→ **EXTRAIT**:
·····

Si l’échiquier caucasien comprend bien d’autres pions, les pièces maîtresses sont là. L’Azerbaïdjan en fait partie, et ce n’est pas le fruit du hasard.
Institutions laïques et régime parlementaire
Car la stabilité du Caucase tient aussi, depuis presque trente ans, à la stabilité politique, institutionnelle et religieuse de l’Azerbaïdjan. Si, en 1920, une première tentative de République azerbaïdjanaise a été matée par l’Armée rouge, les fondamentaux, particulièrement solides dès le début du XXe siècle, sont restés les mêmes : Bakou affiche un régime parlementaire et démocratique, une société multiculturelle et surtout un modèle laïc dans un pays à 95% musulman (le premier du genre, avant même la Turquie). La place des femmes – qui ont pu voter dès 1919, soit 25 ans avant la France ! – est également centrale dans la société azérie.

·····

→ **DÉFIS**:
**1)** Dans l'extrait sur l'Azerbaïdjan, recopiez le passage qui commence aux mots « Institutions laïques et » et s'arrête après « la société azérie. ».
**2)** Renvoyez sans modification chaque ligne des enregistrements où figure le mot « wallpaper ».

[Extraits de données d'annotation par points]
·····

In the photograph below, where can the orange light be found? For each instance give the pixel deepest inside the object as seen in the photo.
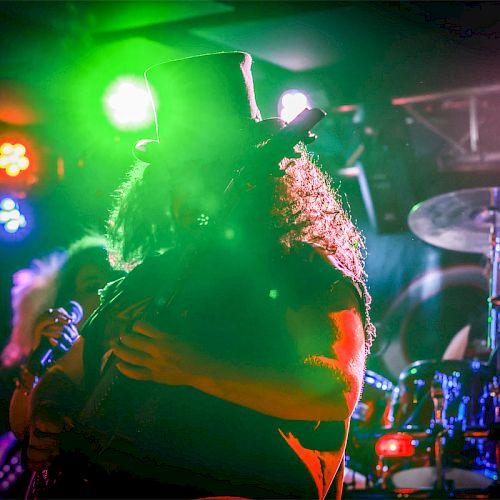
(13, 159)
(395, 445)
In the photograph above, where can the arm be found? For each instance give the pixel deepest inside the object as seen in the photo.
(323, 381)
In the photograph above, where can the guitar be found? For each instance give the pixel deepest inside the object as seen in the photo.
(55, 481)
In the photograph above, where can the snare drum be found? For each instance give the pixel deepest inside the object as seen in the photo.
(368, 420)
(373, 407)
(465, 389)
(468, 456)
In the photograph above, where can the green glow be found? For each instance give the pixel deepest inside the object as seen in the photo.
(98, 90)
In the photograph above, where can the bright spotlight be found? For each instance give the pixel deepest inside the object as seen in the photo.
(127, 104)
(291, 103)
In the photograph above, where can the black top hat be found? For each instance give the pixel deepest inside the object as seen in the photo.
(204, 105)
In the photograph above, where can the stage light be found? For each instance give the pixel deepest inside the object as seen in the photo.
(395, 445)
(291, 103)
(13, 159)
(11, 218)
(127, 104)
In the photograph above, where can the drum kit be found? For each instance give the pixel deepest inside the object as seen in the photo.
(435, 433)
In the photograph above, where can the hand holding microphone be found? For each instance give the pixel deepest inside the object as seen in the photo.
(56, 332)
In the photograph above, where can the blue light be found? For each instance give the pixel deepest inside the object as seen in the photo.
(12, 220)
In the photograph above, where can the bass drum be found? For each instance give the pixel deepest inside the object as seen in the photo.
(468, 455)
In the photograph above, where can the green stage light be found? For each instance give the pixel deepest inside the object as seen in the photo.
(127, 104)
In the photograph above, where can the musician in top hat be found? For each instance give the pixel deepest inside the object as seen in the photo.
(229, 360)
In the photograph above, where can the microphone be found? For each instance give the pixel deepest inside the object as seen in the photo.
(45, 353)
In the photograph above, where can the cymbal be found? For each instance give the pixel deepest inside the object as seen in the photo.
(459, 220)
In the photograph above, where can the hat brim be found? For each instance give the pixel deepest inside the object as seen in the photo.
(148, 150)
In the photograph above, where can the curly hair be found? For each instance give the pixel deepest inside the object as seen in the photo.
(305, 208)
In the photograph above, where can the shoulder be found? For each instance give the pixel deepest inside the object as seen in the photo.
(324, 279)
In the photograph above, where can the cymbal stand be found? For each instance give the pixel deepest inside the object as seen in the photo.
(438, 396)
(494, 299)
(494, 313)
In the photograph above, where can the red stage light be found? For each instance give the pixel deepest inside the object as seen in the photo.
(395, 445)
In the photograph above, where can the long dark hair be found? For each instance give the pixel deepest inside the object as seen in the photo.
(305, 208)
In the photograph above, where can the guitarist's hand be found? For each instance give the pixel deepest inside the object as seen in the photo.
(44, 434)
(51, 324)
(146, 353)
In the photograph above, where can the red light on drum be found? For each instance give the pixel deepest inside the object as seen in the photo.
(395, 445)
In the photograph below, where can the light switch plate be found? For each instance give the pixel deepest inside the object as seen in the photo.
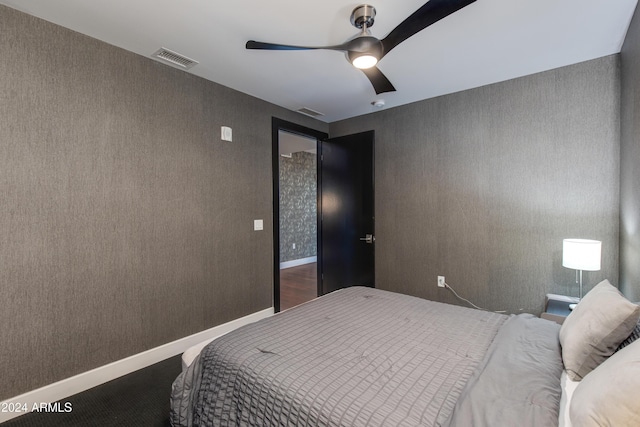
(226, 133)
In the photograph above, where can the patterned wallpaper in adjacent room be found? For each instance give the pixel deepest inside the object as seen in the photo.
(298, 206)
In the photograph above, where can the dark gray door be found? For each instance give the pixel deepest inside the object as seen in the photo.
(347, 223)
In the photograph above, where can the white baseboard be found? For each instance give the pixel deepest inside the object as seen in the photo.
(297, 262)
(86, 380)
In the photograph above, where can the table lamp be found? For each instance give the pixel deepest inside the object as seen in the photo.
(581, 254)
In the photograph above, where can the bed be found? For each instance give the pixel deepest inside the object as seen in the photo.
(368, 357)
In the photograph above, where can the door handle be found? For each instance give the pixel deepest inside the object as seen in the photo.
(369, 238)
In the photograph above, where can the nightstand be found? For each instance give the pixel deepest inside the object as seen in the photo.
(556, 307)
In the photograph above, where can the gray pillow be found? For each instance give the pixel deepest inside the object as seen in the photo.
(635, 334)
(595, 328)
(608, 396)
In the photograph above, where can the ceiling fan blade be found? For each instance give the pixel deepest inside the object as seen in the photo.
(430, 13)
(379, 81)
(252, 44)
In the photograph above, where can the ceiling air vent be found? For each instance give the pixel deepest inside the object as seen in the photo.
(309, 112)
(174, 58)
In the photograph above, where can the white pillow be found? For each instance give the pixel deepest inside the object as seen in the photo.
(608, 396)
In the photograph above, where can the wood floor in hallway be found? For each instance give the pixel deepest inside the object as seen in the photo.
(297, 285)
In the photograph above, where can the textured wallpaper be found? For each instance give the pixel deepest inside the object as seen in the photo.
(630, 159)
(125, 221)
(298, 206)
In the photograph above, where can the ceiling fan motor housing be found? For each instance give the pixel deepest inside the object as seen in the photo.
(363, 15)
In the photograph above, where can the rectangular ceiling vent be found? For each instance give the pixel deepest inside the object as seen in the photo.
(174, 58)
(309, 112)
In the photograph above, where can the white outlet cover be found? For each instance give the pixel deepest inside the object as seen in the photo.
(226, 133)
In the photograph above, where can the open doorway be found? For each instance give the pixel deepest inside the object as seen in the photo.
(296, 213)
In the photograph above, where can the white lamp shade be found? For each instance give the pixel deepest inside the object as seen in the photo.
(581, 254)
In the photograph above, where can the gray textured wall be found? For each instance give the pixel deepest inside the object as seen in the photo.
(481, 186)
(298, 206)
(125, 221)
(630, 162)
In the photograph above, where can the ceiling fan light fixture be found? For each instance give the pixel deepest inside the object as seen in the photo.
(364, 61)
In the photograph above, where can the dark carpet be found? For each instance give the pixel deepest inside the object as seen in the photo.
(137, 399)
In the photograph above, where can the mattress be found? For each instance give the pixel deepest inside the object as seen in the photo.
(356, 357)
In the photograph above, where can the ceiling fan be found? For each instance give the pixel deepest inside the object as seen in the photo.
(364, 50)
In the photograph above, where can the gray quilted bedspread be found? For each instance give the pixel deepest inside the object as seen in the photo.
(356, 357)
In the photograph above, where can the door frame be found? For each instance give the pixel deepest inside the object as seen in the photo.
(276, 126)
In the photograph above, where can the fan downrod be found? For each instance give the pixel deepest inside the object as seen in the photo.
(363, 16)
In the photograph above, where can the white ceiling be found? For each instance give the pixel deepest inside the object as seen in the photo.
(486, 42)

·····

→ **RÉSULTATS ATTENDUS**:
**1)**
Institutions laïques et régime parlementaire
Car la stabilité du Caucase tient aussi, depuis presque trente ans, à la stabilité politique, institutionnelle et religieuse de l’Azerbaïdjan. Si, en 1920, une première tentative de République azerbaïdjanaise a été matée par l’Armée rouge, les fondamentaux, particulièrement solides dès le début du XXe siècle, sont restés les mêmes : Bakou affiche un régime parlementaire et démocratique, une société multiculturelle et surtout un modèle laïc dans un pays à 95% musulman (le premier du genre, avant même la Turquie). La place des femmes – qui ont pu voter dès 1919, soit 25 ans avant la France ! – est également centrale dans la société azérie.

**2)**
In the photograph above, where can the patterned wallpaper in adjacent room be found? For each instance give the pixel deepest inside the object as seen in the photo.
In the photograph above, where can the textured wallpaper be found? For each instance give the pixel deepest inside the object as seen in the photo.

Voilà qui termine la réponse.